■ **Passage shown**
------------------------
Sophia Andreotti and Edouard Baribeaud : Safe Spaces

9 November - 20 December 2022

Private View: Tuesday 8th November 2023  6:30-9pm  London (Wandsworth)

 

When do you find time to daydream and rest? When do you feel most free? Safe Spaces, Edouard Baribeaud and Sophia Andreottis first solo exhibition with Kristin Hjellegjerde Gallery, was born out of an intense period of introspection, prompted by the pandemic and subsequent lockdowns while also reflecting on their experiences of living and working together as a married couple and artist duo. The resulting series of delicate watercolour paintings, capturing moments of intimacy and repose, explore notions of healing, care and autonomy.
 
Edouard and Sophia’s collaborative process is best described as a continuous creative dialogue. They share their lives as well as their studio space and see no division between the parts they each play in making the work. ‘People often want us to clearly define what each of us do,’ explains Edouard. ‘In the past, Sophia, as a woman, has been positioned as a muse, but that’s a very limiting perspective. We each inspire each other; ideas flow between us.’ The works in this series pay tribute to that trust and mutual admiration while also playing with traditional power dynamics in order to open up more fluid ways of seeing.
 
Though there are several portraits of Sophia in which she appears nude, they depict moments of deep internal reflection or turmoil, while the works depicting Edouard are both more sensual and exposing. In one painting, for example, we encounter Edouard lying on a sun bed. He is at rest with his eyes closed, but his pose – with one arm bent up behind his head and his hand resting over his crotch – appears  somewhat staged, while the bird’s eye perspective and flat green background create a slightly surreal or even uncanny atmosphere. In this way, the painting draws our attention to the politics of representation. Edouard’s pose recalls countless depictions of the female nude throughout art history, positioning him – the male figure, the ‘conventional artist’ – as the muse, deified as a passive object in the gleaming spotlight of the sun. Meanwhile, Sophia, in the painting The Two of Us, appears almost defiant in her refusal to perform for the gaze. She is naked, seated in a slumped position, her head turned away and eyes downcast. Here, the light that falls across the front of her body has a more subdued, almost wavering quality suggestive of an internal space and an atmosphere of melancholy.
------------------------
■ **Exercise objective**
In the exhibition text, what is the title of the painting that shows Sophia naked and seated, with her head turned away? Rely only on the exhibition text for this.
------------------------
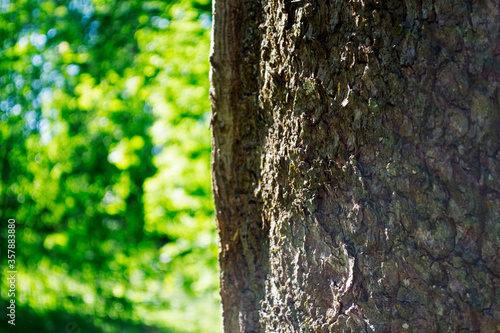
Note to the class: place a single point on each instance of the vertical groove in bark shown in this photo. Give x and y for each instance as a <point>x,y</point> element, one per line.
<point>360,178</point>
<point>236,123</point>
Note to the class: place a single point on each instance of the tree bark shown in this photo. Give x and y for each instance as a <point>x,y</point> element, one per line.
<point>356,165</point>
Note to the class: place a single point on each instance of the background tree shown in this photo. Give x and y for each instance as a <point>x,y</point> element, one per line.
<point>356,165</point>
<point>105,148</point>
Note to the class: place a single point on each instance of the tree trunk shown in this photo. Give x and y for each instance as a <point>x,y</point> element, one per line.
<point>356,165</point>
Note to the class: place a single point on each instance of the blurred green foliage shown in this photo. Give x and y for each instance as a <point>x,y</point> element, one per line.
<point>104,159</point>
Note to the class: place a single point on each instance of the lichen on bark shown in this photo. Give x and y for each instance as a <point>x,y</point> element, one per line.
<point>357,165</point>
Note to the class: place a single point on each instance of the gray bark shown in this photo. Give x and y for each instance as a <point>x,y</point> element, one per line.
<point>356,165</point>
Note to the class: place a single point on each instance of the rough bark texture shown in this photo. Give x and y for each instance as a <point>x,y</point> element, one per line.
<point>356,165</point>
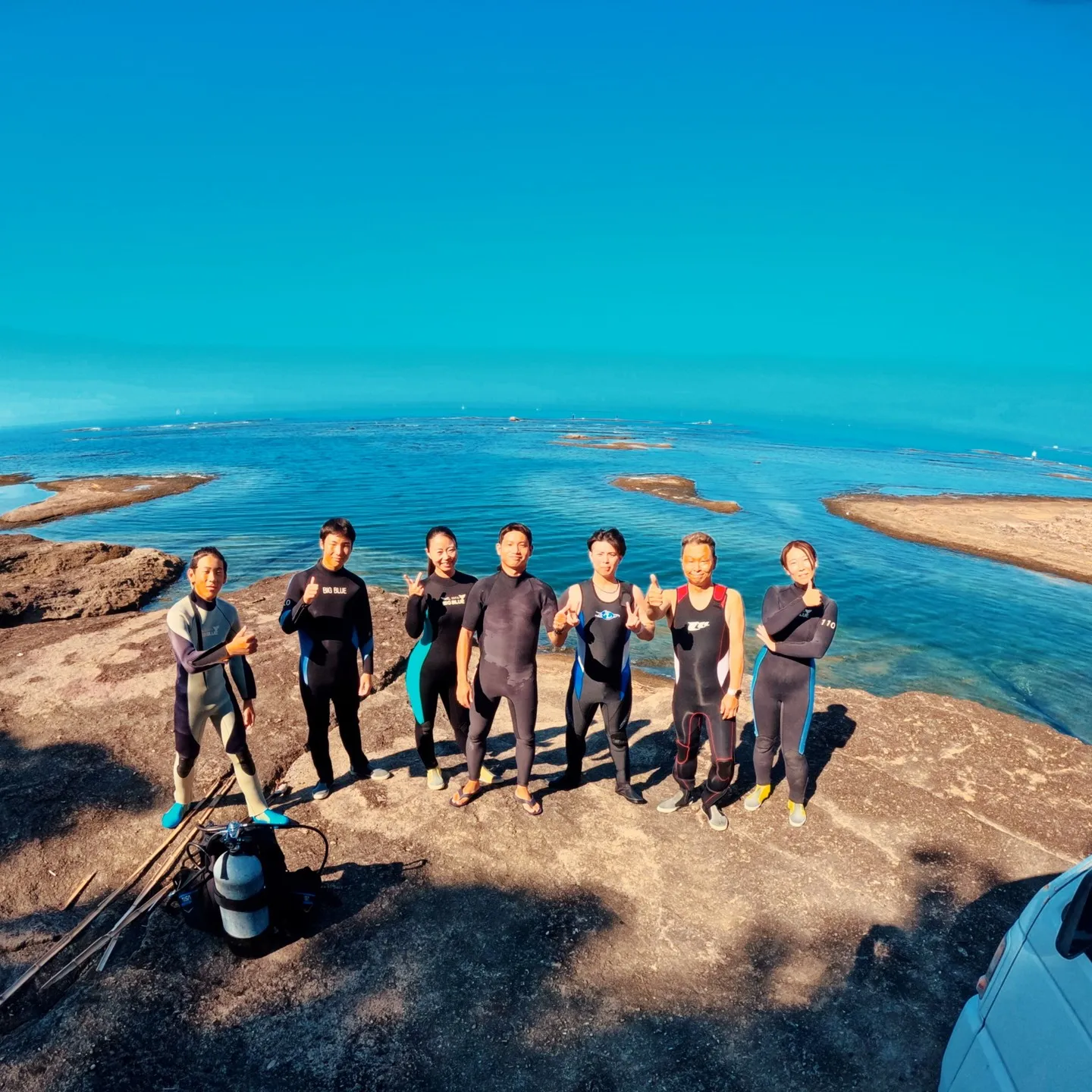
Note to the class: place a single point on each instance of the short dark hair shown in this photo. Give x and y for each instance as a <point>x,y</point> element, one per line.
<point>799,544</point>
<point>612,535</point>
<point>522,528</point>
<point>431,534</point>
<point>206,551</point>
<point>337,526</point>
<point>699,538</point>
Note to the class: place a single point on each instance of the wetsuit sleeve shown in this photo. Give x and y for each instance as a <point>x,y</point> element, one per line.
<point>475,607</point>
<point>415,615</point>
<point>190,657</point>
<point>294,605</point>
<point>814,649</point>
<point>548,602</point>
<point>241,674</point>
<point>778,616</point>
<point>362,627</point>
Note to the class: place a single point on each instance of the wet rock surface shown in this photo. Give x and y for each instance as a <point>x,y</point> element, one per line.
<point>601,946</point>
<point>99,494</point>
<point>44,581</point>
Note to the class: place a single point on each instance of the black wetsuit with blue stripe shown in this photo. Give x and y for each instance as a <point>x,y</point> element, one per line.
<point>333,630</point>
<point>601,678</point>
<point>436,618</point>
<point>783,684</point>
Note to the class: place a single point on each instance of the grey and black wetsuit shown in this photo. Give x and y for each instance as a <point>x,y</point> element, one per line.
<point>507,613</point>
<point>199,630</point>
<point>701,678</point>
<point>601,678</point>
<point>332,630</point>
<point>783,684</point>
<point>436,617</point>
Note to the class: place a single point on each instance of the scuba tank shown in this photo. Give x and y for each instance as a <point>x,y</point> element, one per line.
<point>240,888</point>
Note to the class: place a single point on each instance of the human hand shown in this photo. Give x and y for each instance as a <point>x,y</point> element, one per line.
<point>655,595</point>
<point>243,645</point>
<point>566,620</point>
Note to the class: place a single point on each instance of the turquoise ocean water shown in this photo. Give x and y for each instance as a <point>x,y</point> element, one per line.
<point>912,617</point>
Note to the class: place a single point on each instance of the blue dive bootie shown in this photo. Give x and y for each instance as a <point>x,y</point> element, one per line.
<point>174,814</point>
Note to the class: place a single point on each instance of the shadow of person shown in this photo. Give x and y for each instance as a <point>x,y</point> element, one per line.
<point>830,731</point>
<point>42,789</point>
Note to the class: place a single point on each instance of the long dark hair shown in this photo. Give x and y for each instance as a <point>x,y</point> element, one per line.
<point>431,534</point>
<point>802,545</point>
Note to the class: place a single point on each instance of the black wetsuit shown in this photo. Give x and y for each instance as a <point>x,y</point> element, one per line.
<point>332,630</point>
<point>506,613</point>
<point>436,617</point>
<point>601,678</point>
<point>783,684</point>
<point>701,677</point>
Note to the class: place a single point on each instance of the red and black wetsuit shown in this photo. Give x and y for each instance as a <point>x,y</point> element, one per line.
<point>701,677</point>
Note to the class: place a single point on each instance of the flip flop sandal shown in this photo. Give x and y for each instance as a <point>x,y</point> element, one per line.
<point>532,807</point>
<point>461,799</point>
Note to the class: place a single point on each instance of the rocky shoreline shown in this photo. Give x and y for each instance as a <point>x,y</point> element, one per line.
<point>675,488</point>
<point>600,943</point>
<point>46,581</point>
<point>1045,534</point>
<point>99,494</point>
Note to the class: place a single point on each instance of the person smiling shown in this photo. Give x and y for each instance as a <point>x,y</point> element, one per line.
<point>211,645</point>
<point>799,623</point>
<point>329,607</point>
<point>604,612</point>
<point>506,610</point>
<point>434,616</point>
<point>707,623</point>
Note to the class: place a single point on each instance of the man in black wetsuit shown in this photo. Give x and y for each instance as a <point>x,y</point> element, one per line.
<point>604,612</point>
<point>506,612</point>
<point>707,623</point>
<point>328,606</point>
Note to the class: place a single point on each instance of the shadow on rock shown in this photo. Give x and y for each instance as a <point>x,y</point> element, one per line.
<point>44,789</point>
<point>421,987</point>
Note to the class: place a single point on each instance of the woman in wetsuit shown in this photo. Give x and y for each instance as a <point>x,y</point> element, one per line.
<point>799,623</point>
<point>435,616</point>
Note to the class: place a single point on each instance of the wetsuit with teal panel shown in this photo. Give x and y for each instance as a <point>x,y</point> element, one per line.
<point>783,682</point>
<point>200,632</point>
<point>435,618</point>
<point>601,678</point>
<point>333,630</point>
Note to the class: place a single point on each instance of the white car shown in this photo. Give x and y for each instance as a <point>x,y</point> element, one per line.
<point>1029,1028</point>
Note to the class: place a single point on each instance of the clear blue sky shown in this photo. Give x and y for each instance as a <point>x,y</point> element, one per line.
<point>439,205</point>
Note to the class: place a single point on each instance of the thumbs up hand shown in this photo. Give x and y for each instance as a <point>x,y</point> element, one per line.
<point>655,595</point>
<point>312,592</point>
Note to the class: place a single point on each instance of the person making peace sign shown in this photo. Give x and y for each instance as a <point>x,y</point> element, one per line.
<point>605,612</point>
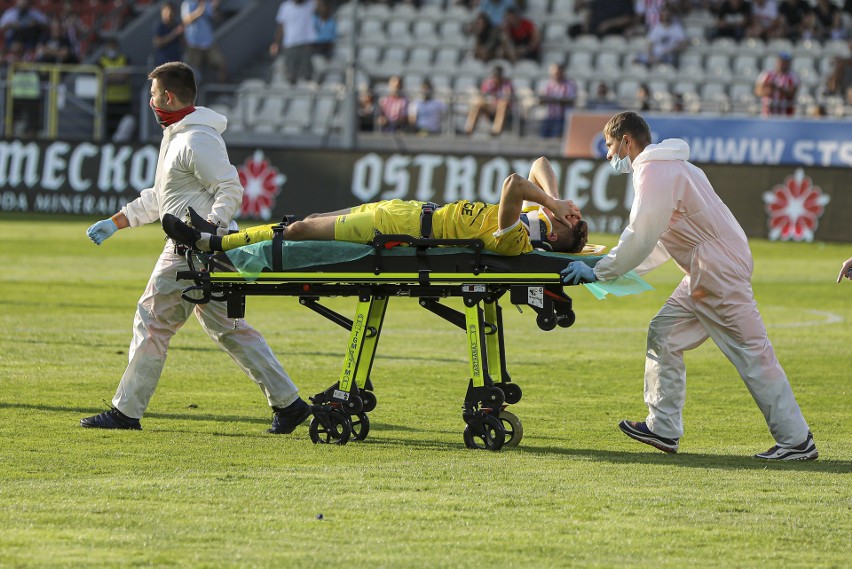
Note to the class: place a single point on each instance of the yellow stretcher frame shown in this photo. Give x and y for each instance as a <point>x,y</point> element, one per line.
<point>340,412</point>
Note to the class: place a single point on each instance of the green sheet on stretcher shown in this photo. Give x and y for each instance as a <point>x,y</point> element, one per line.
<point>254,259</point>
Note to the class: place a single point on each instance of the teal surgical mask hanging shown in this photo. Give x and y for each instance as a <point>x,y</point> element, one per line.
<point>620,165</point>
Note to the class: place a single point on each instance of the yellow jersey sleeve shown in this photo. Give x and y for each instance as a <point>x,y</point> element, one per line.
<point>476,220</point>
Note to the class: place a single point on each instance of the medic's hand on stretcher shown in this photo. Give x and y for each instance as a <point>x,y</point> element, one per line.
<point>577,272</point>
<point>101,231</point>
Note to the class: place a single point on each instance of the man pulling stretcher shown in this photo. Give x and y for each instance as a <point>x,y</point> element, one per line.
<point>515,226</point>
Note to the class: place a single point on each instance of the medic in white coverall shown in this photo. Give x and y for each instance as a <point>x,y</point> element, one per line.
<point>193,170</point>
<point>677,214</point>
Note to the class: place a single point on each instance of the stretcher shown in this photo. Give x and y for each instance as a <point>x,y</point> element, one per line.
<point>426,269</point>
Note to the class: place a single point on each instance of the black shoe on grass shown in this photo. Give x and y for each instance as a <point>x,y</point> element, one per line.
<point>200,223</point>
<point>805,451</point>
<point>112,419</point>
<point>286,419</point>
<point>180,232</point>
<point>640,431</point>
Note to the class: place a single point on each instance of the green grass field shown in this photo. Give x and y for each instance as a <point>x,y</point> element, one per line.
<point>204,486</point>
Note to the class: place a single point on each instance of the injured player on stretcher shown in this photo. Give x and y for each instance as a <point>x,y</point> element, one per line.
<point>528,216</point>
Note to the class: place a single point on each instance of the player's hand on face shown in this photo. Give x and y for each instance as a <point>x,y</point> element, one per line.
<point>567,213</point>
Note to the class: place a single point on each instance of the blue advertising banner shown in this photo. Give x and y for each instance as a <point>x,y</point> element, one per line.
<point>720,140</point>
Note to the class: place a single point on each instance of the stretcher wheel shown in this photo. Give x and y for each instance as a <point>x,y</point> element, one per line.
<point>545,322</point>
<point>353,405</point>
<point>567,320</point>
<point>513,392</point>
<point>495,397</point>
<point>333,428</point>
<point>360,426</point>
<point>484,432</point>
<point>513,427</point>
<point>369,399</point>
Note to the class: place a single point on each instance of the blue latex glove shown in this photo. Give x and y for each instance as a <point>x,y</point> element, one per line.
<point>101,231</point>
<point>577,272</point>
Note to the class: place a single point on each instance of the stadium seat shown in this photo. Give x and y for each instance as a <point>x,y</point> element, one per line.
<point>742,98</point>
<point>424,30</point>
<point>398,30</point>
<point>447,59</point>
<point>608,63</point>
<point>554,35</point>
<point>717,67</point>
<point>714,98</point>
<point>617,44</point>
<point>745,66</point>
<point>372,29</point>
<point>420,60</point>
------------------------
■ **Response box**
The Two of Us